Extend the email reply about TCP connections stuck in the TIME_WAIT and FIN_WAIT_2 states, picking up right after its final sentence.

- _Text passage_:

====================

Skip site navigation (1)Skip section navigation (2)
Date:      Fri, 22 May 1998 19:43:11 +0000 (GMT)
From:      Terry Lambert <tlambert@primenet.com>
To:        jas@flyingfox.com (Jim Shankland)
Cc:        mark@vmunix.com, tlambert@primenet.com, hackers@FreeBSD.ORG, isp@FreeBSD.ORG
Subject:   Re: TIME_WAIT/FIN_WAIT_2...
Message-ID:  <199805221943.MAA00619@usr02.primenet.com>
In-Reply-To: <199805221643.JAA01914@biggusdiskus.flyingfox.com> from "Jim Shankland" at May 22, 98 09:43:04 am

next in thread | previous in thread | raw e-mail | index | archive | help
> [mark@vmunix.com (Mark Mayo) asks about large numbers of TCP connections
> in TIME_WAIT and FIN_WAIT_2 states on a busy Web server.
> Terry Lambert <tlambert@primenet.com> responds:
> 
> > This is a client bug, specifically with Windows WinSock clients, which
> > do not call "shutdown(2)" in the following way:
> > 
> > 	shutdown( s, 1);
> > 
> > The '1' should be a '2', but many WinSock implementations fail to work
> > correctly if it isn't a '1'.
> > 
> > [...]
> > 
> > The fix is to be bug-compatible with Windows NT as a server, and to,
> > when you are in FIN_WAIT_2 state, back up to resend the FIN.
> > 
> > The problem is the lack of an ACK needed for a state transition in
> > the Windows TCP/IP implemenetation.
> 
> Terry, I think you have your TCP states mixed up.  First, none of this
> applies to the TIME_WAIT connections.


I think it's you that are mixed up... see the Apache FAQ on FIN_WAIT_2,
and contact Paul Vixie, as I've suggested.

====================

- _Entries shown_:
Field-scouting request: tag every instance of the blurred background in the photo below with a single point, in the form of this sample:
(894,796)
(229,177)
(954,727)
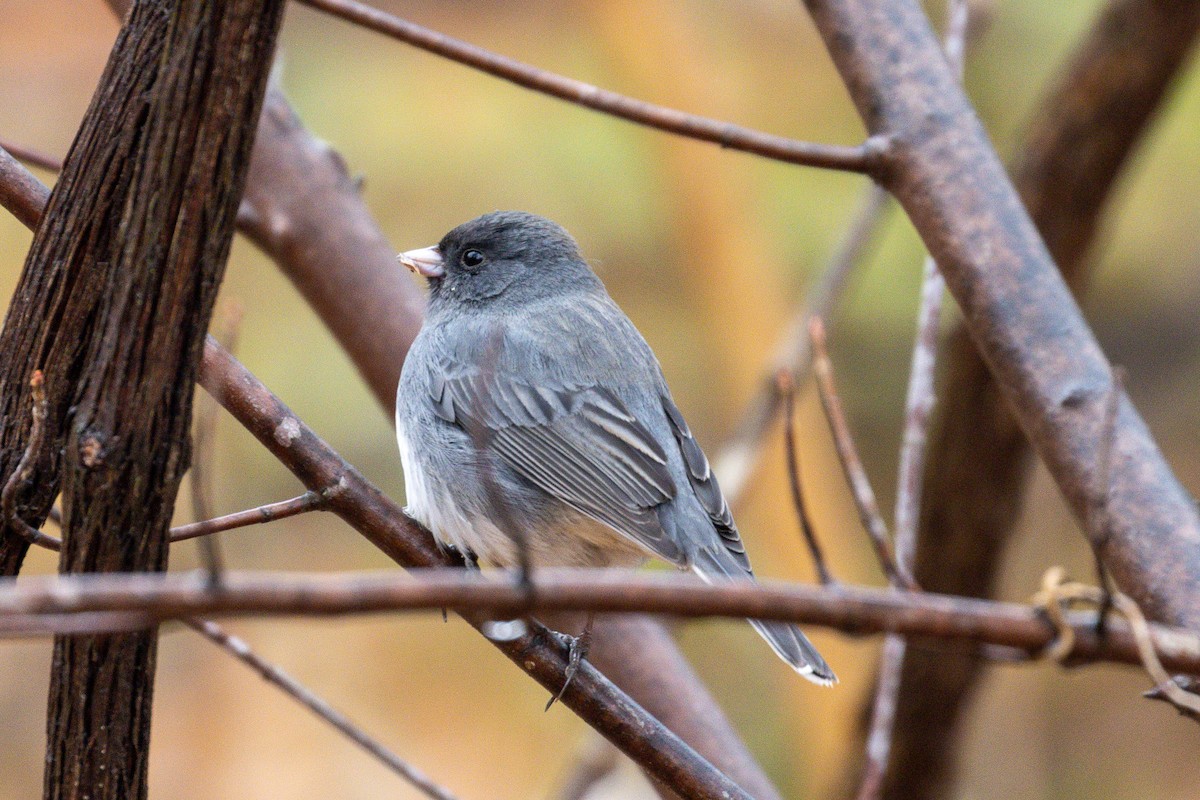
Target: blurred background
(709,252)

====================

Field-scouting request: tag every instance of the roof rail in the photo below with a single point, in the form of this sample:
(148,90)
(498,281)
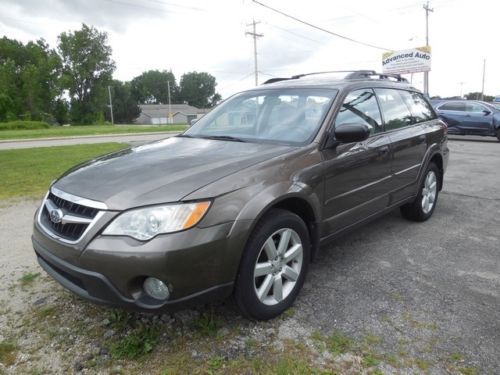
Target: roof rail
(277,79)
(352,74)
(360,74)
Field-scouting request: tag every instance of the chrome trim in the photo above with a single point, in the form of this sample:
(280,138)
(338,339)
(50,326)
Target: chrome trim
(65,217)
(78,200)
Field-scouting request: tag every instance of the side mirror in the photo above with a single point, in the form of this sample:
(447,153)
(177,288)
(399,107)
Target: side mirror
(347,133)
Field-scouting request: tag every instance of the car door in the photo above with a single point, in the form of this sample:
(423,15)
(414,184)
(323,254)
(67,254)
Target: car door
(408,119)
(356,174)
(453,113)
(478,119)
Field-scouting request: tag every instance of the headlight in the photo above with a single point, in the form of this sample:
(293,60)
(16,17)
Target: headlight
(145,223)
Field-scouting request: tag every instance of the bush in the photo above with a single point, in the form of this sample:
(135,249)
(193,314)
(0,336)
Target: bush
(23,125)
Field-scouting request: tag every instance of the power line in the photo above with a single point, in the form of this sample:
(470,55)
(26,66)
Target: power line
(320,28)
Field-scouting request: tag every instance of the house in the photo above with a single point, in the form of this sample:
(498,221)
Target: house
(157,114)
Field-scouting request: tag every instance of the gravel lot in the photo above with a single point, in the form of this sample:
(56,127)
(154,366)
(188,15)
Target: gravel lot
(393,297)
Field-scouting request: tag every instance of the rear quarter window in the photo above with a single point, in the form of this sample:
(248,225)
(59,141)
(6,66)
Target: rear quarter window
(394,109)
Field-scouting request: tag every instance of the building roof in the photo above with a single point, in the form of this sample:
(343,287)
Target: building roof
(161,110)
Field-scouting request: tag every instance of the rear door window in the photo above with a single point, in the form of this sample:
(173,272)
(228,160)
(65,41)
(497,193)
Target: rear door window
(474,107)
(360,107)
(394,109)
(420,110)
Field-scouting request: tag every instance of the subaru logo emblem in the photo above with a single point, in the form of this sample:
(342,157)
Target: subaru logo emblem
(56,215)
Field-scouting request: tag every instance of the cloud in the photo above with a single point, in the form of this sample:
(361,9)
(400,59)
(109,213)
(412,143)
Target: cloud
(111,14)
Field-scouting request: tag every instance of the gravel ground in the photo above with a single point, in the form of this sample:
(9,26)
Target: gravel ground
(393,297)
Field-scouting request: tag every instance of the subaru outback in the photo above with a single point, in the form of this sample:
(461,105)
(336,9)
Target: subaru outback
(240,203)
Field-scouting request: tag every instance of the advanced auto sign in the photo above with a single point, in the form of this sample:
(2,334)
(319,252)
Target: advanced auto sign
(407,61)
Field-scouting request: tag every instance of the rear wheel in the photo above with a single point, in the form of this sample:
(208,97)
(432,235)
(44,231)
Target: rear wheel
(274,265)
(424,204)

====================

- _Result of this task_:
> As for the FIN_WAIT_2 connections: FIN_WAIT_2 means, "I'm done sending,
> I've sent a FIN, the other side has ACKed my FIN, but the other side
> has not sent *me* a FIN to indicate that it is done sending."  One
> would then expect the peer to be in CLOSE_WAIT state.  This is a
> perfectly legal state that can persist indefinitely, with the
> CLOSE_WAIT end sending unbounded amounts of data to the FIN_WAIT_2
> end for consumption.
> 
> Why on earth would you "back up to resend [a] FIN" that has already
> been ACKed?

Because the peer is *NOT* in CLOSE_WAIT state, because the peer is
a Windows box, and the socket descriptor was abandoned with the
peer in CLOSE_WAIT, without a resource-track cleanup of the connection.

Here is the relevent state diagram from RFC793:

      TCP A                                                TCP B

  1.  ESTABLISHED                                          ESTABLISHED

  2.  (Close)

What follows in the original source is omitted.